» Supplied data:

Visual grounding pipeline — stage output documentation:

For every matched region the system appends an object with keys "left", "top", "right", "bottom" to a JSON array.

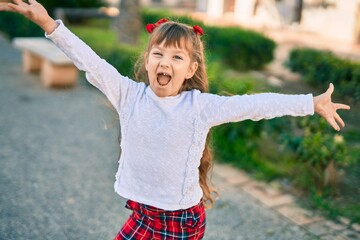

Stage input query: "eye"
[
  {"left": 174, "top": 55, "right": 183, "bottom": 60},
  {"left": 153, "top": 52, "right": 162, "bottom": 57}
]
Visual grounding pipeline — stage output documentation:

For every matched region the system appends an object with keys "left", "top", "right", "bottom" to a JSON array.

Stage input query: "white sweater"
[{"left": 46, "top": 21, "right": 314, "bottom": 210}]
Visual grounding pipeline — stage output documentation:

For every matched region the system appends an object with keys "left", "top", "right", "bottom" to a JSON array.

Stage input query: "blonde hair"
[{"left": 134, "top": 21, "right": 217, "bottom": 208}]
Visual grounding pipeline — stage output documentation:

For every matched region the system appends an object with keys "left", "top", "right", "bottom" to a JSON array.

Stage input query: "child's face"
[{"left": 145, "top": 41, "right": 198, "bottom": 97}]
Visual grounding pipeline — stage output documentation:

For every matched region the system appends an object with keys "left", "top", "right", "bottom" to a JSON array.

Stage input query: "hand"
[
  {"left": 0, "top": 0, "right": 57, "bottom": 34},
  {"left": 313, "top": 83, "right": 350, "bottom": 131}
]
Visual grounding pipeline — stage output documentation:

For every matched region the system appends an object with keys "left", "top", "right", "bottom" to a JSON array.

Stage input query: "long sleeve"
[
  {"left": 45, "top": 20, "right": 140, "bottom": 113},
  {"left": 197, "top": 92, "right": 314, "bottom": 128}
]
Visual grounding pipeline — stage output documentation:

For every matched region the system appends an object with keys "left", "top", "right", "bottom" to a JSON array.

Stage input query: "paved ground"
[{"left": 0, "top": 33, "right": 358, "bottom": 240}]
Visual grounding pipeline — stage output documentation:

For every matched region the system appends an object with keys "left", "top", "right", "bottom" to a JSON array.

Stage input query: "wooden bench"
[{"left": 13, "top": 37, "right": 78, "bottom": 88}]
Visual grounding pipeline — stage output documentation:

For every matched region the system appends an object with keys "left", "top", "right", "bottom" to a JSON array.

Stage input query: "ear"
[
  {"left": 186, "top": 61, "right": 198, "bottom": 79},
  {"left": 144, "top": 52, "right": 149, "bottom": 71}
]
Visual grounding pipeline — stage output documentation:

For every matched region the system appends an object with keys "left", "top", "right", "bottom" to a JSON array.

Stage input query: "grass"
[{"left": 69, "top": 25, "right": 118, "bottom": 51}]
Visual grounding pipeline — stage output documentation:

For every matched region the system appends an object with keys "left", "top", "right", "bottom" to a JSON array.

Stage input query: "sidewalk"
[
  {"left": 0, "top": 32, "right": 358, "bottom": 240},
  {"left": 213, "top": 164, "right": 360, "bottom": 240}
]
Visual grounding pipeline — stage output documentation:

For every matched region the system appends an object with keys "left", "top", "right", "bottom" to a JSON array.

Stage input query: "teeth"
...
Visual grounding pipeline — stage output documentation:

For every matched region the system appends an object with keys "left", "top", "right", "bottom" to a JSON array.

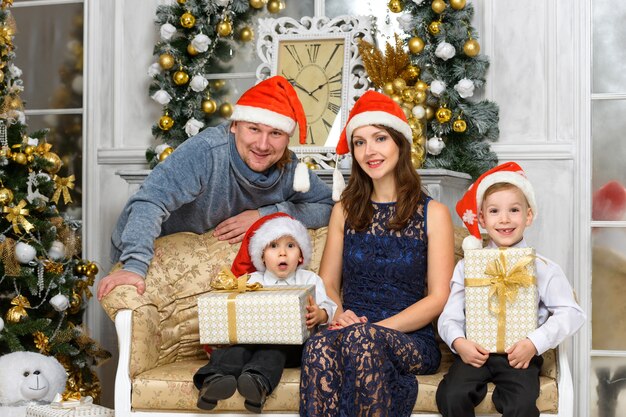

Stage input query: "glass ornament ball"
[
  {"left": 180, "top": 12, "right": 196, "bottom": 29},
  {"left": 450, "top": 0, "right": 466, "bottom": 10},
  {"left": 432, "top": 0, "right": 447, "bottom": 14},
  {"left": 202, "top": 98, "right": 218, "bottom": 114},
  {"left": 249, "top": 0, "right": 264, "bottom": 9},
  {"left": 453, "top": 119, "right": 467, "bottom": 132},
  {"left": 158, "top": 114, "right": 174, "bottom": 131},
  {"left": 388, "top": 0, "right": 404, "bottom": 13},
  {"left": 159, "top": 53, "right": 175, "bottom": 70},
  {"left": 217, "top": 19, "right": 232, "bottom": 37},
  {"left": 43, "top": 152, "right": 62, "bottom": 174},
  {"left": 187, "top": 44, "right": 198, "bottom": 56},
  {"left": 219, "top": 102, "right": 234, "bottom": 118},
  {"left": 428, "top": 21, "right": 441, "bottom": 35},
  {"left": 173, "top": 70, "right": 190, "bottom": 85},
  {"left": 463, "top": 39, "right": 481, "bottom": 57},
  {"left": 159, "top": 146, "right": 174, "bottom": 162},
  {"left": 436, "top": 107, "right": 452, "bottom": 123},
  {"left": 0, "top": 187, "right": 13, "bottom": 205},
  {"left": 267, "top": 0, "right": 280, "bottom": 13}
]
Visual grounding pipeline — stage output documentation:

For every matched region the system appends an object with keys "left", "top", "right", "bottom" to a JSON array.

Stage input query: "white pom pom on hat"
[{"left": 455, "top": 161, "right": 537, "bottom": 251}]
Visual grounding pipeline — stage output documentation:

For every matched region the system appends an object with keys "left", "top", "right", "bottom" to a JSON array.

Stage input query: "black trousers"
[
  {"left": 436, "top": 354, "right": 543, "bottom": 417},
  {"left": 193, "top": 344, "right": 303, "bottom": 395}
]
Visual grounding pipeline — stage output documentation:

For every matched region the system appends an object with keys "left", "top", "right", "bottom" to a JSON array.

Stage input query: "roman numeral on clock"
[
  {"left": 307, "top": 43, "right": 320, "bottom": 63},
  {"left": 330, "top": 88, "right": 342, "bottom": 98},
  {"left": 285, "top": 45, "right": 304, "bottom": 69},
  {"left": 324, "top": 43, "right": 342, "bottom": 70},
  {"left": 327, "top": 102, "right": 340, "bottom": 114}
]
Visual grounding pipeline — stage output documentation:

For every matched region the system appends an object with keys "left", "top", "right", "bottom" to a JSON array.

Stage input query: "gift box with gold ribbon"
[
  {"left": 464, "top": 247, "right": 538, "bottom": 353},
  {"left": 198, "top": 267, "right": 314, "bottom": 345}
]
* * *
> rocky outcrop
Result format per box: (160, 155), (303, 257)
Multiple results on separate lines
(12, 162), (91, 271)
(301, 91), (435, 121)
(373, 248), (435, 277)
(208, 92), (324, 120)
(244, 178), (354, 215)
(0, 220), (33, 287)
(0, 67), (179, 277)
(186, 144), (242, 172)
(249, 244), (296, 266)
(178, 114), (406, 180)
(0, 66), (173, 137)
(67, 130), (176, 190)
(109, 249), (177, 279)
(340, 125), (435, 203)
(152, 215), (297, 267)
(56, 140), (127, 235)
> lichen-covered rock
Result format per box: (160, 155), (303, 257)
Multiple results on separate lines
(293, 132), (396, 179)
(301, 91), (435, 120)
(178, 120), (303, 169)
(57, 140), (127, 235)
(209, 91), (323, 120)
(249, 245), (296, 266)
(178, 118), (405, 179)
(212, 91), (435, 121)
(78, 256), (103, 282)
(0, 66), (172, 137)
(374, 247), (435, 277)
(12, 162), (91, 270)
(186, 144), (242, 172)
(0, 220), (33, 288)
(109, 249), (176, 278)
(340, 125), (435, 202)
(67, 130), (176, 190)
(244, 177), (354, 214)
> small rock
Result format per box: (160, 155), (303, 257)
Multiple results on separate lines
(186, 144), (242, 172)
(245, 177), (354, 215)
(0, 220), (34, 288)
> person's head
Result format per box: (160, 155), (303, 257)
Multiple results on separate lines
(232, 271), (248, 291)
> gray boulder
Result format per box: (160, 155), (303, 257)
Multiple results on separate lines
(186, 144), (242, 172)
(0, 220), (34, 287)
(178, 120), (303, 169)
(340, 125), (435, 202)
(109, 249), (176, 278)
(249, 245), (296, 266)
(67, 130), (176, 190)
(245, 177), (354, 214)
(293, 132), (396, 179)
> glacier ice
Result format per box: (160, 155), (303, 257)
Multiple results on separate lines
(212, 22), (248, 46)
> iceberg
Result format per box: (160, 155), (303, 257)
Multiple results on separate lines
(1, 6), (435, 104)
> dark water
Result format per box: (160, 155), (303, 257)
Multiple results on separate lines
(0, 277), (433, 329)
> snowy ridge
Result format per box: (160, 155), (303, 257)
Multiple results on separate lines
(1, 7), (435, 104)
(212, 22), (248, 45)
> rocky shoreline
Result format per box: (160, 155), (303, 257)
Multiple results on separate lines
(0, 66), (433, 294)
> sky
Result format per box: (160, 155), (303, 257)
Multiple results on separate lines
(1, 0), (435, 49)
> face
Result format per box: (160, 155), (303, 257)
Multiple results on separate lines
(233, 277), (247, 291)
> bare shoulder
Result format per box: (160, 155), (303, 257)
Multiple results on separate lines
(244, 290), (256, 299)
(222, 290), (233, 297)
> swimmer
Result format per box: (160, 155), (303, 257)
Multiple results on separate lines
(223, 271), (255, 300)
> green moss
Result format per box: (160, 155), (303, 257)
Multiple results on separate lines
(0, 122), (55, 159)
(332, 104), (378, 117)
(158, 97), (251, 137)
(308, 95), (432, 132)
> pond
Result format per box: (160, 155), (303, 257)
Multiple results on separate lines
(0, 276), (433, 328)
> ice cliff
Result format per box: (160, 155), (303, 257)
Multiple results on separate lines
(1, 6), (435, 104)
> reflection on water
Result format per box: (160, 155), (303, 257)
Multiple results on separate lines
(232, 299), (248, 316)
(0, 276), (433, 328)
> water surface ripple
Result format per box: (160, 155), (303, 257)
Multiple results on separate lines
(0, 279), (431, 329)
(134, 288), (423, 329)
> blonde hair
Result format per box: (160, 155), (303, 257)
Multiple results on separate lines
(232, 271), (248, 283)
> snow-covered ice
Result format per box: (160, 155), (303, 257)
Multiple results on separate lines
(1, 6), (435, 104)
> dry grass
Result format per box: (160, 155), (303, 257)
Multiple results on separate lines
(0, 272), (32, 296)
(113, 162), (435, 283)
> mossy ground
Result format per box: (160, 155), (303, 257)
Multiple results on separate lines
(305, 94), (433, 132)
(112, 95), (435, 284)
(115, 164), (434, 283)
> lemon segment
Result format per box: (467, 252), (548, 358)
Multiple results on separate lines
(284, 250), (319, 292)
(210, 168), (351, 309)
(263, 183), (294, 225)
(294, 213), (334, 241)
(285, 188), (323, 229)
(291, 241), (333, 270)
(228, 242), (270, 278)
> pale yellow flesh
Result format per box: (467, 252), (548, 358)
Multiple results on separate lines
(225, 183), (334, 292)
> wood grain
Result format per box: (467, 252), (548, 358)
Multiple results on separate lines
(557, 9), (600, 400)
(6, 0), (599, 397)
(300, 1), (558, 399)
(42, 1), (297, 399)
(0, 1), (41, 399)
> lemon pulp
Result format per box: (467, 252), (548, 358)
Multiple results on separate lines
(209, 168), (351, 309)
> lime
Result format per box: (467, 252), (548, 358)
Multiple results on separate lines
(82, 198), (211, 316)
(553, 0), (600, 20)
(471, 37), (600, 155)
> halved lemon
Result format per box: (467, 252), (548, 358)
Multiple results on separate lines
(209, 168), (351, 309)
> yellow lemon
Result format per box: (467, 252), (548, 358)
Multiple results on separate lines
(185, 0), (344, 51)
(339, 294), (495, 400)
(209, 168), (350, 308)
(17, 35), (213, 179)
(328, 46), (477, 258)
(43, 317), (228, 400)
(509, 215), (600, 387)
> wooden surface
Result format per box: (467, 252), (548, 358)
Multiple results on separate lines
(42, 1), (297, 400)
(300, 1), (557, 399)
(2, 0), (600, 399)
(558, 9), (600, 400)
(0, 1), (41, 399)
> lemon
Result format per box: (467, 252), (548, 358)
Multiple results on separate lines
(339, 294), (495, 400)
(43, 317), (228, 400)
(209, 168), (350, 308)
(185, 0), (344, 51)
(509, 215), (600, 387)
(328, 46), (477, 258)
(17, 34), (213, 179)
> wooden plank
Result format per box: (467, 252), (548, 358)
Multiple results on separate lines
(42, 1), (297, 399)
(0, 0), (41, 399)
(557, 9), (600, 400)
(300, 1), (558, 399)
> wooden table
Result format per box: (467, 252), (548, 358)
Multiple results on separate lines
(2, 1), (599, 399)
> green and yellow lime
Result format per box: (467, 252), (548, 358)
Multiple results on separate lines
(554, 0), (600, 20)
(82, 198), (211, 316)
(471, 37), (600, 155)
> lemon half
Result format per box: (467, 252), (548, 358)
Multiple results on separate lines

» Exercise: What lines of the listing above hold "yellow"? Copy all of them.

» Task output:
> pale yellow flesh
> yellow lemon
> green and yellow lime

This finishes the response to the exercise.